EXCERPT TO READ:

╔══

# Blips - Pixelation & Audio Dropouts only on recordings



## BamaMarv (Aug 21, 2013)

I've noticed that everything my 18 mo old Tivo 3TB Bolt has recorded the last 2 days has constant pixelation & audio dropouts about every 2 seconds. Programs are unwatchable. But it doesn't do it on live TV. In fact, I went to a program in progress and watched it for a few minutes with no blips, and then I pressed record so it would pickup up the last 5 minutes, then simply went back 5 minutes to where I started to record and I've got the same blips. I even tried going to the menu and have play it again from the beginning and it still does it, but as soon as I go live, it stops, even while recording. Is this a hard drive problem or some other error? I tried rebooting and it does not help. Is there any warranty against this sort of thing? And what can I do to save the good programs I've recorded if the HD is going bad?


----------



## G0RD057 (Dec 4, 2016)

I'm having the same issue recently with my Bolt VOX w/original 500gb drive.
I'm also wondering if this is due to the drive going bad, and if it is, I would like to know the correct procedure for cloning my old drive and migrating data to a new Toshiba MQ03ABB200 2TB drive.


----------



## BamaMarv (Aug 21, 2013)

My problem went away after about 3 days for no reason that I know of. No problems since.


----------



## Willy92 (Oct 12, 2018)

When mine started doing that, a failed hard drive was right behind it, about 3 months.


----------

╚══

GIVEN EXERCISE:
Copy out the TiVo recording glitches forum thread above in full, word for word.

Dataset rows

╔══

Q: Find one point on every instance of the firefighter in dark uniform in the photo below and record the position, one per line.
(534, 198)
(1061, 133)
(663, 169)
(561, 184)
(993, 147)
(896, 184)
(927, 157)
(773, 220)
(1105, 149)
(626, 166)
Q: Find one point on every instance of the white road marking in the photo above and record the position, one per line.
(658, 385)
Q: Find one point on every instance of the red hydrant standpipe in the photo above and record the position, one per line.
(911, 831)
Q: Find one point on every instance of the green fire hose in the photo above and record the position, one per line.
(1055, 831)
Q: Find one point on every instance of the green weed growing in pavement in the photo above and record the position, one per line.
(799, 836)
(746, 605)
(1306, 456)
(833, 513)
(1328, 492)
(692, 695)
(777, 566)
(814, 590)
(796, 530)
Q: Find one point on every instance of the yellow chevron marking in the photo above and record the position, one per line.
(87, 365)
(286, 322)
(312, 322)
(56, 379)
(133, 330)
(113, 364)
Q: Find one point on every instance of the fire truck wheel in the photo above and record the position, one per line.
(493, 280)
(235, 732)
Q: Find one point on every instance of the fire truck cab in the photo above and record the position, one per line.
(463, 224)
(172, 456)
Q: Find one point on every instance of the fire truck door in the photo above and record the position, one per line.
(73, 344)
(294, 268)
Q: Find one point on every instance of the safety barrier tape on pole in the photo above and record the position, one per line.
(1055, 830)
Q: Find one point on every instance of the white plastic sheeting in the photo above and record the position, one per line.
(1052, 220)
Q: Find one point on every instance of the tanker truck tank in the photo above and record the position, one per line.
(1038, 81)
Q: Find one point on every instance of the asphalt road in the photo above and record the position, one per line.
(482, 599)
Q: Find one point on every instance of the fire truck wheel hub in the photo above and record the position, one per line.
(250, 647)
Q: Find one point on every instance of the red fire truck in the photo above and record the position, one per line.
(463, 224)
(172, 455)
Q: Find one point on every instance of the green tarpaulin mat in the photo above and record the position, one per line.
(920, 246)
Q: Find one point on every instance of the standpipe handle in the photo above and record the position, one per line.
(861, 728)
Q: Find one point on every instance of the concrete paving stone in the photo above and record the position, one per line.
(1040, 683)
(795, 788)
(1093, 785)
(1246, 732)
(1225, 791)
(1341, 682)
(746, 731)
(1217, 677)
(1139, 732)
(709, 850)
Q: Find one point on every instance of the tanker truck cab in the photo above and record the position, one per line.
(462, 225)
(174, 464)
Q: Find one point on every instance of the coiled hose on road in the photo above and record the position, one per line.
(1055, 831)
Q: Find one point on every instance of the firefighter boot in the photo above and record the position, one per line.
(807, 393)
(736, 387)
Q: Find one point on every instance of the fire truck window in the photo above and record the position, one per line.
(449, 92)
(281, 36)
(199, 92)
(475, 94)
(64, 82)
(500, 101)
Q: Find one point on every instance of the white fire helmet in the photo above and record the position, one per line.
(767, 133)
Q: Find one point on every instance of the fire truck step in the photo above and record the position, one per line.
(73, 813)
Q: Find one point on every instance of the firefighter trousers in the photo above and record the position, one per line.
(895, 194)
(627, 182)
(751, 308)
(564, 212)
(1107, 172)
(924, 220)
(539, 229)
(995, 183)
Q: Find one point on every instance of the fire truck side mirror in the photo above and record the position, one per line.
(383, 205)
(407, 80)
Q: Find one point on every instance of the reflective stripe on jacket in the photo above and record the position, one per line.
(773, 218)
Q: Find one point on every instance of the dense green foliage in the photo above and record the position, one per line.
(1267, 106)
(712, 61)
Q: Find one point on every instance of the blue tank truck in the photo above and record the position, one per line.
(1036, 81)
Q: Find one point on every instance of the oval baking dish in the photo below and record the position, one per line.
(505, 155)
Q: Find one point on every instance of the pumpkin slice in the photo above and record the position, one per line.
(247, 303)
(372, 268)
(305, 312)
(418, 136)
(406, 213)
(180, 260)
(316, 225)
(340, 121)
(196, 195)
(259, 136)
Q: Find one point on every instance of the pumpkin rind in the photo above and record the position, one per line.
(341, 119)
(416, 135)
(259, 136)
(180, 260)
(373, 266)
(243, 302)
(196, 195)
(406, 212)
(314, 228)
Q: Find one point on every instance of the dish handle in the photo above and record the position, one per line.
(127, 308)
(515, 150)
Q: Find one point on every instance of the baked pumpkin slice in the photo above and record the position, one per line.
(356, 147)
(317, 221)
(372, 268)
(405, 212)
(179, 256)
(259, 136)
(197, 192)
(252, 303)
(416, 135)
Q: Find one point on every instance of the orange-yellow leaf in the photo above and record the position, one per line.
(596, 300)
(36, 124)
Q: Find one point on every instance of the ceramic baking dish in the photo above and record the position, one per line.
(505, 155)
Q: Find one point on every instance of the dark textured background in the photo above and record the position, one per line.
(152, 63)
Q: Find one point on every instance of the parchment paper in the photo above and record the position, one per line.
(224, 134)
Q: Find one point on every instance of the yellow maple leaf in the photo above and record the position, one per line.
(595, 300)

╚══

SOLUTION TO THIS EXERCISE:
# Blips - Pixelation & Audio Dropouts only on recordings



## BamaMarv (Aug 21, 2013)

I've noticed that everything my 18 mo old Tivo 3TB Bolt has recorded the last 2 days has constant pixelation & audio dropouts about every 2 seconds. Programs are unwatchable. But it doesn't do it on live TV. In fact, I went to a program in progress and watched it for a few minutes with no blips, and then I pressed record so it would pickup up the last 5 minutes, then simply went back 5 minutes to where I started to record and I've got the same blips. I even tried going to the menu and have play it again from the beginning and it still does it, but as soon as I go live, it stops, even while recording. Is this a hard drive problem or some other error? I tried rebooting and it does not help. Is there any warranty against this sort of thing? And what can I do to save the good programs I've recorded if the HD is going bad?


----------



## G0RD057 (Dec 4, 2016)

I'm having the same issue recently with my Bolt VOX w/original 500gb drive.
I'm also wondering if this is due to the drive going bad, and if it is, I would like to know the correct procedure for cloning my old drive and migrating data to a new Toshiba MQ03ABB200 2TB drive.


----------



## BamaMarv (Aug 21, 2013)

My problem went away after about 3 days for no reason that I know of. No problems since.


----------



## Willy92 (Oct 12, 2018)

When mine started doing that, a failed hard drive was right behind it, about 3 months.


----------